▶ _WHAT TO DO_: Will you write out all the entries below exactly?

▶ _EXTRACTED RECORDS_:
● ● ● ●
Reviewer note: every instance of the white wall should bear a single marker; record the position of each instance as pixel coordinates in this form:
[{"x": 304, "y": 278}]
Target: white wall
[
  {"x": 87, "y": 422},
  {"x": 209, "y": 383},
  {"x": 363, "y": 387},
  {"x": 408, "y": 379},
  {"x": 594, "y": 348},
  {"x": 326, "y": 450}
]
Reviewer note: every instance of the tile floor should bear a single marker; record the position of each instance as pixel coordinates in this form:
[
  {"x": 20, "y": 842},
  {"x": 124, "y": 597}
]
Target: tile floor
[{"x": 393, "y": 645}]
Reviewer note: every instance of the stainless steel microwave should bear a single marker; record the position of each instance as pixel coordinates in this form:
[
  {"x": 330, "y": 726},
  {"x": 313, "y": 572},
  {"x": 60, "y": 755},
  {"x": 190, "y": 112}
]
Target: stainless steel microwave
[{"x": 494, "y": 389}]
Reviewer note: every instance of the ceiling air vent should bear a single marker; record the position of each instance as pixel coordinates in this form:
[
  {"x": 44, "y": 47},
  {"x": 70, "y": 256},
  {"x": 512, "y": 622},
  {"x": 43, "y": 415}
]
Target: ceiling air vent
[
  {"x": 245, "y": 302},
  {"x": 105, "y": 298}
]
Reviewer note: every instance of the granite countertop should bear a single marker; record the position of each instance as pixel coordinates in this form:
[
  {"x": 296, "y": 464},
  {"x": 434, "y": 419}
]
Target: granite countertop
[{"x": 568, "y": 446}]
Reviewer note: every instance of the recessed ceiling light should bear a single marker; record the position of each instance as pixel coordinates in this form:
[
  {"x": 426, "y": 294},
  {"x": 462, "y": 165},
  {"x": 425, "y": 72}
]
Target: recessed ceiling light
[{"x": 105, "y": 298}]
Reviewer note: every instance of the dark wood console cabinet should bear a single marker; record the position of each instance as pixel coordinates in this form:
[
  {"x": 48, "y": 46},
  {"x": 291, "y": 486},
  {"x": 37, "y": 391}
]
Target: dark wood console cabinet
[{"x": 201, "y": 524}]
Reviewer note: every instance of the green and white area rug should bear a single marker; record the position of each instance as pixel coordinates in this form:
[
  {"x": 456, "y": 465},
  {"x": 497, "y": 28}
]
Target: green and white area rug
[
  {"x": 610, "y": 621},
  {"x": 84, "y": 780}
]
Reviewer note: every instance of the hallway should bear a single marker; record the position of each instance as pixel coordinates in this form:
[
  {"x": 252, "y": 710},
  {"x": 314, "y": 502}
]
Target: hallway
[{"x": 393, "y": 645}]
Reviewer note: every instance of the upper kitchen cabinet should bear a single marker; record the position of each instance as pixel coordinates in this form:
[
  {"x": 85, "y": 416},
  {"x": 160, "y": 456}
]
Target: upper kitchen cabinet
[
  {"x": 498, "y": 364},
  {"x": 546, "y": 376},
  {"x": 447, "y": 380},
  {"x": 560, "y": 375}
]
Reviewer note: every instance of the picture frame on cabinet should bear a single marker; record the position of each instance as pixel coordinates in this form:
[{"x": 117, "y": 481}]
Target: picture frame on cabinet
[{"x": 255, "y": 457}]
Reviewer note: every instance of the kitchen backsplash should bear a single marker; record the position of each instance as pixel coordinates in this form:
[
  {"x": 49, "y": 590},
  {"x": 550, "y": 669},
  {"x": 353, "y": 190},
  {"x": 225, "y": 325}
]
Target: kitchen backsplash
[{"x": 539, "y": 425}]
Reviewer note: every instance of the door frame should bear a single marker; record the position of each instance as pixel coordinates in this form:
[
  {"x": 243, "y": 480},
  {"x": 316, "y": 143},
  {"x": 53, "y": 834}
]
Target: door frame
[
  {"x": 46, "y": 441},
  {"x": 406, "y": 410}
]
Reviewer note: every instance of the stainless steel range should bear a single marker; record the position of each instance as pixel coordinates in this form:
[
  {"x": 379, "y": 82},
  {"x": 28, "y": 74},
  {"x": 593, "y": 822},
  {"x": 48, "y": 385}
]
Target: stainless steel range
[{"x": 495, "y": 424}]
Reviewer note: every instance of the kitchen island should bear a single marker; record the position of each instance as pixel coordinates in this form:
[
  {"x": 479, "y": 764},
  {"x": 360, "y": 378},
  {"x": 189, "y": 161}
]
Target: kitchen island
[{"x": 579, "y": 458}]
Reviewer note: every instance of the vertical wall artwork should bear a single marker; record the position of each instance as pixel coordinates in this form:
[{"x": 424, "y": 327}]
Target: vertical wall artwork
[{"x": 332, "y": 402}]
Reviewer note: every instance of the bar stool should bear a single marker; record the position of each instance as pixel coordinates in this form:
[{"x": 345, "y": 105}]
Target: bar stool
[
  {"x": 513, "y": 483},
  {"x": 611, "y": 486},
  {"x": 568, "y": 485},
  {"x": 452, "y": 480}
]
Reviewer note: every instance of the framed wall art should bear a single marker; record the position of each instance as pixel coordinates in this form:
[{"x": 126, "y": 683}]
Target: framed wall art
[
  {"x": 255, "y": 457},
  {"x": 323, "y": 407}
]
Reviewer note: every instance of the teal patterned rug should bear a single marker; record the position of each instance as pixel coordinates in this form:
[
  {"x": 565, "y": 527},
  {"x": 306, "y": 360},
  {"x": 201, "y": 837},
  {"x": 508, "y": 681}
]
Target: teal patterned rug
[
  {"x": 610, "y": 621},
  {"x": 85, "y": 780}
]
● ● ● ●
▶ _OUTPUT OF THE TASK_:
Reviewer note: every instance of the white wall should bear a single marker; record the position of each instance as pixel coordinates in this form:
[{"x": 304, "y": 278}]
Target: white wall
[
  {"x": 87, "y": 422},
  {"x": 209, "y": 383},
  {"x": 363, "y": 387},
  {"x": 408, "y": 379},
  {"x": 594, "y": 348},
  {"x": 326, "y": 450}
]
Reviewer note: every instance of the tile floor should bear a single marker; record the position of each instance as pixel coordinates in this form:
[
  {"x": 20, "y": 842},
  {"x": 124, "y": 597}
]
Target: tile floor
[{"x": 393, "y": 645}]
Reviewer note: every instance of the stainless steel microwave should bear a single marker; record the position of each instance as pixel coordinates in this form:
[
  {"x": 330, "y": 726},
  {"x": 313, "y": 572},
  {"x": 60, "y": 755},
  {"x": 190, "y": 112}
]
Target: stainless steel microwave
[{"x": 494, "y": 389}]
Reviewer note: every instance of the ceiling air vent should bear a single marker; record the position of each instance as pixel coordinates in this form:
[
  {"x": 44, "y": 47},
  {"x": 70, "y": 256},
  {"x": 512, "y": 622},
  {"x": 43, "y": 415}
]
Target: ceiling air vent
[
  {"x": 245, "y": 302},
  {"x": 105, "y": 298}
]
Reviewer note: every instance of the granite countertop should bear a single marker; record the position of each instance as pixel coordinates in this form:
[
  {"x": 296, "y": 464},
  {"x": 434, "y": 419}
]
Target: granite countertop
[{"x": 568, "y": 446}]
Reviewer note: every instance of the recessed ceiling light should bear a single marker; record the position of each instance as pixel coordinates in this form:
[
  {"x": 426, "y": 294},
  {"x": 462, "y": 165},
  {"x": 425, "y": 72}
]
Target: recessed ceiling light
[{"x": 105, "y": 298}]
Reviewer note: every instance of the dark wood console cabinet should bear a single marker; record the position of each instance as pixel coordinates in this form:
[
  {"x": 48, "y": 46},
  {"x": 291, "y": 486},
  {"x": 37, "y": 391}
]
Target: dark wood console cabinet
[{"x": 201, "y": 524}]
Reviewer note: every instance of the green and white area rug should bear a single marker; record the position of each instance as pixel coordinates in this form:
[
  {"x": 456, "y": 465},
  {"x": 497, "y": 28}
]
Target: green and white area rug
[
  {"x": 610, "y": 621},
  {"x": 84, "y": 780}
]
Reviewer note: every instance of the hallway should bear a single marker; record the position of each instance as pixel coordinates in this form:
[
  {"x": 252, "y": 710},
  {"x": 314, "y": 502}
]
Target: hallway
[{"x": 393, "y": 645}]
Reviewer note: every instance of the upper kitchen cabinet should bear a single marker; record the position of each instance as pixel coordinates in this form:
[
  {"x": 85, "y": 416},
  {"x": 160, "y": 456}
]
Target: upper kitchen cabinet
[
  {"x": 498, "y": 364},
  {"x": 546, "y": 376},
  {"x": 447, "y": 380},
  {"x": 560, "y": 375}
]
Reviewer note: every instance of the picture frame on cabinet should bear a single marker; record the position of each instance as pixel coordinates in this form:
[{"x": 117, "y": 481}]
Target: picture frame on cabinet
[{"x": 255, "y": 457}]
Reviewer note: every instance of the kitchen backsplash should bear a single marker; record the position of each instance as pixel coordinates in this form:
[
  {"x": 49, "y": 590},
  {"x": 550, "y": 669},
  {"x": 353, "y": 190},
  {"x": 225, "y": 325}
]
Target: kitchen backsplash
[{"x": 539, "y": 425}]
Reviewer note: every instance of the door frame should bear a single marker; record the position of each instance as pixel coordinates in this form:
[
  {"x": 243, "y": 480},
  {"x": 316, "y": 143},
  {"x": 53, "y": 834}
]
Target: door frame
[
  {"x": 46, "y": 441},
  {"x": 406, "y": 410}
]
Reviewer note: every instance of the stainless steel range should bear a single marker; record the position of each instance as pixel coordinates in this form:
[
  {"x": 379, "y": 82},
  {"x": 28, "y": 74},
  {"x": 593, "y": 822},
  {"x": 48, "y": 385}
]
Target: stainless steel range
[{"x": 495, "y": 424}]
Reviewer note: every instance of the kitchen island should bear a single marker; record the position of each instance as pixel coordinates in this form:
[
  {"x": 479, "y": 764},
  {"x": 360, "y": 378},
  {"x": 189, "y": 161}
]
Target: kitchen island
[{"x": 579, "y": 458}]
Reviewer note: every instance of the vertical wall artwork should bear a single marker; record the position of each instance as pixel coordinates in this form:
[{"x": 424, "y": 327}]
Target: vertical wall artwork
[{"x": 332, "y": 402}]
Reviewer note: every instance of the bar stool should bear a single marker; record the position of each instance as pixel coordinates in this form:
[{"x": 345, "y": 105}]
Target: bar stool
[
  {"x": 513, "y": 483},
  {"x": 611, "y": 486},
  {"x": 568, "y": 485},
  {"x": 452, "y": 480}
]
Reviewer note: every instance of the framed wall art should bear a single marker; record the position of each instance as pixel coordinates in this form:
[{"x": 126, "y": 683}]
Target: framed wall art
[
  {"x": 255, "y": 457},
  {"x": 323, "y": 407}
]
Reviewer note: every instance of the teal patterned rug should bear a single marker; record the position of each instance as pixel coordinates in this form:
[
  {"x": 565, "y": 527},
  {"x": 306, "y": 360},
  {"x": 201, "y": 837},
  {"x": 508, "y": 681}
]
Target: teal patterned rug
[
  {"x": 610, "y": 621},
  {"x": 85, "y": 780}
]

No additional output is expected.